• _GIVEN REQUEST_:
Reproduce the listing below character for character; drop every image.

Coordinate annotation records
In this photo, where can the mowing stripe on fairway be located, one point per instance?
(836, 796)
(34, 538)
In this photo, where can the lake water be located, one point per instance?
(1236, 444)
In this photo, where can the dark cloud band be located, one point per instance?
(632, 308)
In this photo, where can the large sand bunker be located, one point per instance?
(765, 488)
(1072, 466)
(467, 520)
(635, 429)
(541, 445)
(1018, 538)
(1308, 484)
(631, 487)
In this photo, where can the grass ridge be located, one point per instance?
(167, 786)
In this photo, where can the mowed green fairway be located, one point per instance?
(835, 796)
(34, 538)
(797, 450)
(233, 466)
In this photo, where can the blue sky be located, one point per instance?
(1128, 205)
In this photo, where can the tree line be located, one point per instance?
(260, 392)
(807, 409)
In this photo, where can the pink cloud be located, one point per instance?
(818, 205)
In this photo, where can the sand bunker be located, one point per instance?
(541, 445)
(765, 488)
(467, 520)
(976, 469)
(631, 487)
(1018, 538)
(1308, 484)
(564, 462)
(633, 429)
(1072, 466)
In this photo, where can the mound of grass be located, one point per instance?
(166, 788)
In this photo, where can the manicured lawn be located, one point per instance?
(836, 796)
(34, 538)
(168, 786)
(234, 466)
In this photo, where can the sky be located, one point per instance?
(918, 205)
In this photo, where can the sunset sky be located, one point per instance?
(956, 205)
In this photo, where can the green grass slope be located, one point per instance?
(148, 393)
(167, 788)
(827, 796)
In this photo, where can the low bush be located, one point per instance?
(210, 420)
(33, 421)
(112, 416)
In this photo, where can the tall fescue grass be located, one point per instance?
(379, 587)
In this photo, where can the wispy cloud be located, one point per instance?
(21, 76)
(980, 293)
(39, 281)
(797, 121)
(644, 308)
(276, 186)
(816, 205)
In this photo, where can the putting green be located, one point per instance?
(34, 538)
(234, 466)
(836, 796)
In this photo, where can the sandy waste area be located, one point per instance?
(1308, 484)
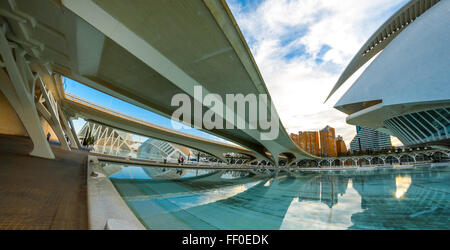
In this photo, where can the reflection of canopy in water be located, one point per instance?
(423, 200)
(157, 149)
(135, 189)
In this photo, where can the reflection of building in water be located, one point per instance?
(108, 140)
(413, 200)
(324, 188)
(159, 150)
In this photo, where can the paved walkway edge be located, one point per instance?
(106, 208)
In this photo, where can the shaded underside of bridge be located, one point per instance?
(37, 193)
(145, 52)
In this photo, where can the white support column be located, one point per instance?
(52, 107)
(74, 133)
(67, 129)
(16, 90)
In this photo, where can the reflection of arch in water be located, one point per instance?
(423, 206)
(392, 160)
(406, 159)
(324, 163)
(376, 160)
(363, 161)
(262, 206)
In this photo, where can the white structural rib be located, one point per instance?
(383, 36)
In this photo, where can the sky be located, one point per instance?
(301, 47)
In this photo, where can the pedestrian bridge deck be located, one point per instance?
(37, 193)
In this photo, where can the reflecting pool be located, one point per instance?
(416, 198)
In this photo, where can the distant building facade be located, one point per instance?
(340, 146)
(328, 142)
(369, 139)
(308, 141)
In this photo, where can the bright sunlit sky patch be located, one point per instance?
(300, 47)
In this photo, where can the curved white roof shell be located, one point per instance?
(384, 35)
(413, 68)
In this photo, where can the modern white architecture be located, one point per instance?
(405, 90)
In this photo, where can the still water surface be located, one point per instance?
(206, 199)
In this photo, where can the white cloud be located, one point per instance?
(302, 46)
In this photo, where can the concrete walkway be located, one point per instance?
(37, 193)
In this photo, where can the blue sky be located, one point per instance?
(300, 47)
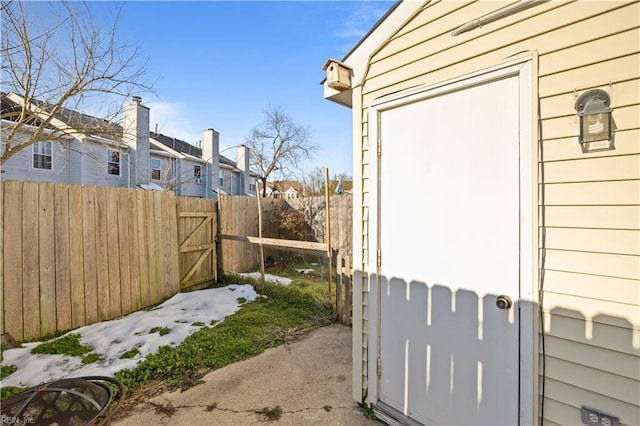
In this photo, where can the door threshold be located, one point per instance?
(393, 417)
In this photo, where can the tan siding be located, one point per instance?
(626, 142)
(589, 169)
(609, 265)
(591, 193)
(623, 93)
(612, 241)
(614, 70)
(577, 397)
(562, 127)
(602, 331)
(589, 202)
(592, 356)
(620, 290)
(596, 217)
(622, 388)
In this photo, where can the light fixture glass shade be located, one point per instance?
(595, 116)
(595, 127)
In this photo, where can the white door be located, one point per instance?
(449, 194)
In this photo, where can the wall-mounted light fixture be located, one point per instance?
(594, 111)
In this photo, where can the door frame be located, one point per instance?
(525, 68)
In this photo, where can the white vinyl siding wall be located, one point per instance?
(589, 203)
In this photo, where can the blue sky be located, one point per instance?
(219, 64)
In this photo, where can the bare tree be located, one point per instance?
(49, 73)
(278, 146)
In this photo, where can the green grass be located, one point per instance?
(257, 326)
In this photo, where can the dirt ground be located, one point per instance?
(307, 382)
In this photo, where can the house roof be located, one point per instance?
(177, 144)
(11, 106)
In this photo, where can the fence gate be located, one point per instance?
(197, 228)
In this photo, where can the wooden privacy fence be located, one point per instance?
(75, 255)
(197, 230)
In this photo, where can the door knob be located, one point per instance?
(503, 302)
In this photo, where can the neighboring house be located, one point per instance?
(496, 212)
(290, 189)
(287, 190)
(126, 155)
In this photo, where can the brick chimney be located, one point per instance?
(135, 134)
(211, 156)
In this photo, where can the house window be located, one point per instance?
(42, 155)
(113, 162)
(155, 168)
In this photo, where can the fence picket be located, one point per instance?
(46, 253)
(115, 306)
(89, 254)
(13, 259)
(30, 261)
(102, 254)
(76, 255)
(62, 257)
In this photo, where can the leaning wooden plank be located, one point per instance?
(276, 242)
(76, 256)
(30, 261)
(12, 259)
(172, 265)
(152, 248)
(46, 241)
(102, 253)
(63, 257)
(159, 245)
(89, 250)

• _ANSWER IN FULL_:
In this photo, where can the mowing stripe on fairway be located, one point per instance?
(836, 796)
(34, 538)
In this photo, where can the lake water be located, one point per instance?
(1236, 444)
In this photo, where can the dark cloud band be located, one point per instance?
(632, 308)
In this photo, where can the large sand bunker be located, one point per instance?
(765, 488)
(1072, 466)
(467, 520)
(635, 429)
(541, 445)
(1018, 538)
(1308, 484)
(631, 487)
In this photo, where can the grass ridge be located, one point per instance?
(167, 786)
In this photo, where can the mowed green fairway be located, one point per instance?
(835, 796)
(34, 538)
(797, 450)
(233, 466)
In this photo, where can the blue sky be located, one point per instance?
(1128, 205)
In this photo, where can the tree line be located, one point per instance?
(260, 392)
(807, 409)
In this photo, where can the pink cloud be located, one point per instance?
(818, 205)
In this photo, where can the sand bunker be located, one point per instance?
(541, 445)
(765, 488)
(467, 520)
(976, 469)
(631, 487)
(1018, 538)
(1308, 484)
(564, 462)
(633, 429)
(1072, 466)
In this photo, where can the mound of grass be located, one point per instance?
(166, 788)
In this photo, where can the manicured lawn be located, one point per instance?
(836, 796)
(34, 538)
(168, 786)
(234, 466)
In this photo, where can the sky be located, one point per instance?
(918, 205)
In this photo, where can the sunset sky be located, one point per instance?
(956, 205)
In this photo, where can the green grass slope be located, one point per instance?
(148, 393)
(167, 788)
(827, 796)
In this photo, where can the low bush be located, one point per instance?
(210, 420)
(33, 421)
(112, 416)
In this photo, where can the tall fescue grass be located, one point per instance?
(379, 587)
In this photo, where can the wispy cloud be located, one point per instance?
(21, 76)
(980, 293)
(39, 281)
(797, 121)
(644, 308)
(276, 186)
(816, 205)
In this photo, where can the putting green be located, one point per instance?
(34, 538)
(234, 466)
(836, 796)
In this photo, where can the sandy waste area be located, one point per instance?
(1308, 484)
In this photo, where can the reflection of canopy in water be located, one point per instance?
(423, 200)
(157, 149)
(135, 189)
In this photo, where can the reflection of building in water be located, one point per instance?
(108, 140)
(413, 200)
(324, 188)
(159, 150)
In this photo, where can the paved walkway edge be located, one point per instance?
(106, 208)
In this photo, where can the shaded underside of bridge be located, one point per instance?
(37, 193)
(145, 52)
In this photo, where can the white support column be located, one point per instance?
(52, 107)
(74, 133)
(67, 129)
(16, 90)
In this photo, where can the reflection of arch in water be located, one point per instance?
(423, 206)
(392, 160)
(406, 159)
(324, 163)
(376, 160)
(363, 161)
(262, 206)
In this photo, where can the white structural rib be located, one point per instance?
(383, 36)
In this photo, where can the sky be located, one point per instance?
(301, 47)
In this photo, where can the pedestrian bridge deck be located, one point per instance?
(37, 193)
In this photo, where can the reflecting pool be located, one point per instance?
(416, 198)
In this photo, where can the distant building facade be located, one point per instance?
(340, 146)
(328, 142)
(369, 139)
(308, 141)
In this photo, where can the bright sunlit sky patch be located, one point per instance?
(300, 47)
In this photo, where can the curved white roof shell be located, one point per instance?
(384, 35)
(413, 68)
In this photo, where can the modern white architecture be located, one point per instance?
(405, 90)
In this photo, where can the still water surface be located, one point per instance?
(206, 199)
In this photo, where can the white cloud be located, one point per instance?
(302, 46)
In this photo, where can the concrete walkway be located, one point per instance?
(37, 193)
In this photo, where can the blue sky be located, one point per instance?
(300, 47)
In this photo, where can the door threshold be located, one point per instance?
(393, 417)
In this photo, where can the tan siding be located, one point per instance?
(626, 142)
(589, 169)
(609, 265)
(591, 193)
(623, 93)
(612, 241)
(614, 70)
(577, 397)
(562, 127)
(602, 331)
(589, 202)
(592, 356)
(620, 290)
(596, 217)
(622, 388)
In this photo, where can the light fixture glass shade be located, one point per instance?
(595, 116)
(595, 127)
In this photo, where can the white door be located, one point per instance?
(449, 194)
In this photo, where can the wall-mounted light fixture be located, one point per instance?
(594, 111)
In this photo, where can the door frame be located, one point per instance?
(525, 68)
In this photo, where can the white vinyl siding wall be located, one point per instance?
(589, 203)
In this photo, where can the blue sky be located, one point per instance?
(219, 64)
In this photo, where can the bare tree be located, one point per instance?
(49, 73)
(278, 146)
In this photo, where can the green grass be located, one point per instance?
(257, 326)
In this photo, where can the dirt ground be located, one point per instance?
(307, 382)
In this photo, where can the house roof be located, one point per instance?
(177, 144)
(11, 106)
In this photo, where can the fence gate be located, one point per instance?
(197, 228)
In this photo, where can the wooden privacy fence be located, one point per instance?
(75, 255)
(197, 230)
In this photo, where can the door knob be located, one point per instance?
(503, 302)
In this photo, where can the neighboring house be located, one point per instance?
(496, 212)
(290, 189)
(287, 190)
(126, 155)
In this photo, where can the brick chimney be located, one point per instance?
(135, 134)
(211, 156)
In this photo, where can the house window be located, one point per instance?
(42, 155)
(113, 162)
(155, 168)
In this photo, where can the fence picket be located, one point per instance?
(46, 253)
(115, 306)
(89, 254)
(13, 259)
(30, 261)
(102, 254)
(76, 255)
(62, 257)
In this photo, where can the leaning wooden plank be located, one point per instance?
(276, 242)
(76, 256)
(30, 261)
(12, 259)
(172, 265)
(152, 248)
(46, 241)
(102, 253)
(63, 257)
(159, 245)
(89, 250)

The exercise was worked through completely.